▽

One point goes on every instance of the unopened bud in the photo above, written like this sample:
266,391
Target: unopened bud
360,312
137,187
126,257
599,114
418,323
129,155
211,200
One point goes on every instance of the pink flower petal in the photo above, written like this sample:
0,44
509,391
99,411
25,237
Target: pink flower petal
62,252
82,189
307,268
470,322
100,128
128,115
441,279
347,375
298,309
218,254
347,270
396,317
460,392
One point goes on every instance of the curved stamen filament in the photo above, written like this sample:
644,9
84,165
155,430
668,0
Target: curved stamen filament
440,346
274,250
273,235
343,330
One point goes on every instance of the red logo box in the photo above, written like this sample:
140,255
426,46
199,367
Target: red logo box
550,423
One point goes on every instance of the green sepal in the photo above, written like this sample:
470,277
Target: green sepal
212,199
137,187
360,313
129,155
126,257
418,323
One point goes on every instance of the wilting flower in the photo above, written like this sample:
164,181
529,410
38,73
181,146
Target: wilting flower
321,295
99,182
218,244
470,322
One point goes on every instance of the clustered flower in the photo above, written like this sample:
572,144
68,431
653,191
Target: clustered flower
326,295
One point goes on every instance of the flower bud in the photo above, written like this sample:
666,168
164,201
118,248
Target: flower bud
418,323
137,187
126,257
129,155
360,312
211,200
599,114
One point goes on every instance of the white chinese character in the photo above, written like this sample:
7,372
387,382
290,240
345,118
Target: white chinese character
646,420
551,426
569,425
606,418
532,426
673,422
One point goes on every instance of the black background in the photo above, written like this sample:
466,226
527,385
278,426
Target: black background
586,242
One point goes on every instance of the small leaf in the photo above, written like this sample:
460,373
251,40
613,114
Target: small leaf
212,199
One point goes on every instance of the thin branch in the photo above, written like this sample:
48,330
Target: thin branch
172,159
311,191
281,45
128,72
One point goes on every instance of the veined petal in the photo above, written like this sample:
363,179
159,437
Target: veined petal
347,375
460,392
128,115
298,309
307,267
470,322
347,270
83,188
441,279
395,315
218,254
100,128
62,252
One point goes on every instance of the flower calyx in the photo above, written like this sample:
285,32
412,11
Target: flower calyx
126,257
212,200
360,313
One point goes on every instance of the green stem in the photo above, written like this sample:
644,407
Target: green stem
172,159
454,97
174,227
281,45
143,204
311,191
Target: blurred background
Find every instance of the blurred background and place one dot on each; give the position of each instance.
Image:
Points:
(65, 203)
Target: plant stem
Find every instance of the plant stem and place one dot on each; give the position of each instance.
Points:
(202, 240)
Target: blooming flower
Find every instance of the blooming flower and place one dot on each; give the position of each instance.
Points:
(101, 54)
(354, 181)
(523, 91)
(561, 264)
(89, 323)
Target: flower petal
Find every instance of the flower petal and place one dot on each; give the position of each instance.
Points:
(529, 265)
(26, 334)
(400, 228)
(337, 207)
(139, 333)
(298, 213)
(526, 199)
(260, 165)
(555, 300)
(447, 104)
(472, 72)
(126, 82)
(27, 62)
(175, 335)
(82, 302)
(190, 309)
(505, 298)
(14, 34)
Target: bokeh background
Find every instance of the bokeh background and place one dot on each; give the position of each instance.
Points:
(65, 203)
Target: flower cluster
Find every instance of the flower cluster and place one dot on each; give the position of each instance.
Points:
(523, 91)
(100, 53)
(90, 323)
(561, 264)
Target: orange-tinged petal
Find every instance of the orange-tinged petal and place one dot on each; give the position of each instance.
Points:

△

● Task goal
Reproduce all of the material above, substituting "occurrence" for every appearance of "instance" and leaving everything else unaltered.

● The reply
One point goes on every occurrence of the unopened bud in the photo above, written like this sample:
266,391
Target: unopened bud
360,312
137,187
126,257
599,114
418,323
129,155
211,200
One point goes on every occurrence of the pink flower petal in the photo above, written like this sample:
0,44
509,391
99,411
25,237
Target: pink flower petal
62,252
82,189
307,268
470,322
100,128
128,115
441,279
347,375
298,309
218,254
347,270
396,317
460,392
One point goes on every occurrence of the curved stamen filament in the photo above, written like this sample:
644,9
84,165
155,430
668,0
Target: curved stamen filament
440,346
274,250
273,235
343,330
One point goes on every occurrence of the red logo box in the photo above, written like this sample:
140,255
426,46
199,367
Target: red logo box
550,423
One point goes on every occurrence of the green sepal in the photo above, written like this sample:
470,277
Target: green sepal
212,199
137,187
360,313
129,155
126,257
418,323
One point goes on every occurrence of the wilting flower in the photo above, written like this sample:
164,181
529,410
38,73
181,146
Target: wilting flower
321,295
99,182
218,244
470,322
One point goes on every occurrence of the clustered flower in the photo above, written like this sample:
572,144
68,431
653,191
Target: clustered flower
326,295
One point goes on every occurrence of the flower bud in the photo above, written like this sample:
666,168
164,201
118,248
Target: flower bud
418,323
137,187
126,257
129,155
360,312
211,200
599,114
One point goes on every occurrence of the white chinese character in the photo above, written like this sample:
7,372
387,382
290,240
345,118
Target: white chinese character
646,420
551,426
569,425
606,418
532,426
673,422
One point goes on every occurrence of the black background in the photo above, written like this sample:
466,226
527,385
278,426
Target: black background
586,242
One point goes on every occurrence of the small leaf in the photo above, written like this sample:
460,373
251,40
613,114
Target: small leaf
212,199
One point goes on every occurrence of the thin branch in the photo above, written like this sample:
48,330
Target: thin branch
172,159
311,191
281,45
128,72
One point goes on every occurrence of the veined petal in the photo above, written like this sample:
363,179
159,437
Target: veined petal
347,375
460,392
128,115
298,309
307,267
470,322
347,270
83,188
441,279
395,315
218,254
100,128
62,252
One point goes on every occurrence of the flower calyx in the photo above, written like this sample:
285,32
412,11
Target: flower calyx
126,257
212,200
360,313
One point goes on every occurrence of the green stem in the photo above, written like this sample:
644,407
Target: green stem
172,159
454,97
174,227
281,45
143,204
311,191
Target: blurred background
Find every occurrence of the blurred background and place one dot on each; give the position of each occurrence.
Image:
Points:
(65, 203)
Target: plant stem
Find every occurrence of the plant stem and place one dot on each; give the position of each occurrence.
Points:
(202, 240)
Target: blooming flower
Find every occurrence of the blooming flower and place one dot on each; give the position of each occurrence.
Points:
(101, 54)
(354, 181)
(523, 91)
(561, 264)
(89, 323)
Target: flower petal
Find every occurrence of the flower petal and place one dot on each; give the position of each occurrence.
Points:
(529, 265)
(26, 334)
(400, 228)
(337, 207)
(139, 333)
(298, 213)
(526, 199)
(260, 165)
(555, 300)
(447, 104)
(472, 72)
(126, 82)
(27, 62)
(175, 335)
(82, 302)
(190, 309)
(505, 298)
(14, 34)
Target: bokeh background
Find every occurrence of the bokeh background and place one dot on each; give the position of each occurrence.
Points:
(65, 203)
Target: flower cluster
Find every occurrence of the flower cluster and place one dot on each; give the position of each occurrence.
Points:
(523, 91)
(100, 53)
(90, 323)
(561, 264)
Target: orange-tinged petal
Find every occurrence of the orange-tinged petal and place one dot on each; give the position of each occurrence.
Points:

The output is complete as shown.